Friday, October 20, 2023

Gazing at Gaza

Several times in the last two weeks I have tried to write a response to the attack by Hamas upon Israel and the
subsequent attacks by Israel upon Gaza. Every time I have deleted what I wrote and started over. Words fail me. Whenever I see photos of Gaza today, I think back to my visit to Gaza thirty years ago. Much has changed since then, but much has remained the same.

I entered Gaza in a United Nations van with other clergy who were studying at the Tantur Ecumenical Institute outside Bethlehem. It felt like entering a prison camp. Inside the gate was squalor like I had never seen. Open sewers and despair on faces. I visited the same hospital that has recently been in the news because of the controversial bombing. It was founded as a Baptist mission hospital and still had Baptist missionaries working there. We visited a children’s ward. We shopped at a small Christian bookstore.  

These people and places are what come to mind when I read the news today. Gaza is not a news story to me. It is a memory. I wish I knew the solution to this never-ending war in the Holy Land between Palestinians and Israelis. All I know for sure is that present actions are sowing seeds for future wars.  

When I gaze at what is happening in Gaza, I see the epitome of the “us versus them” mentality that is present in so many countries these days, including my country. An antagonistic view of the world is destroying the United States from within and threatens to undo our democracy. Our brothers and sisters are seen as enemies. Our common humanity is lost among religious, moral, and political differences.

- - - - - - -

Required work.
1 - Answer these questions about the post on Gaza:
(a) How long ago did the writer visit Gaza?
(b) Where were the clergy who traveled with the writer studying?
(c) According to the writer, what are present actions sowing?
2 - Update the post on Gaza by writing out everything from "Gazing at Gaza" down to "remained the same.", putting "images" where it says "photos".
3 - Write what comes next in the post on Gaza, picking up after its final sentence.

Collected material.
- - - - - - -

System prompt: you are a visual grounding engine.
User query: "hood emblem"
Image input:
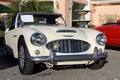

- - - - - - -

Answers to this exercise.
1 -
(a) Thirty years ago.
(b) At the Tantur Ecumenical Institute outside Bethlehem.
(c) Seeds for future wars.

2 -
Gazing at Gaza

Several times in the last two weeks I have tried to write a response to the attack by Hamas upon Israel and the
subsequent attacks by Israel upon Gaza. Every time I have deleted what I wrote and started over. Words fail me. Whenever I see images of Gaza today, I think back to my visit to Gaza thirty years ago. Much has changed since then, but much has remained the same.

3 -
I don’t know what the people in the Middle East must do to end the cycle of war, but I know what I must do. I will follow Jesus. When so many people are angry and vengeful, I will turn from anger. When so many people – including Christians – are lusting for political power and influence, I will follow the Way of Christ. Jesus sought neither power nor influence. When put on trial for treason and blasphemy, he said, “My kingdom is not of this world. If my kingdom were of this world, my servants would fight…. But my kingdom is not of the world.” 

Yet Christians – both conservative and liberal, evangelical and progressive – talk and act as if Jesus’ kingdom is of this world and can only be achieved by fighting politically or militarily. One of the worst things that has happened in my lifetime is the Church’s abandonment of deep spirituality and choosing worldly strategies instead. Spiritual matters have been forgotten in favor of attempts to legislate morality. That is not the way of Jesus.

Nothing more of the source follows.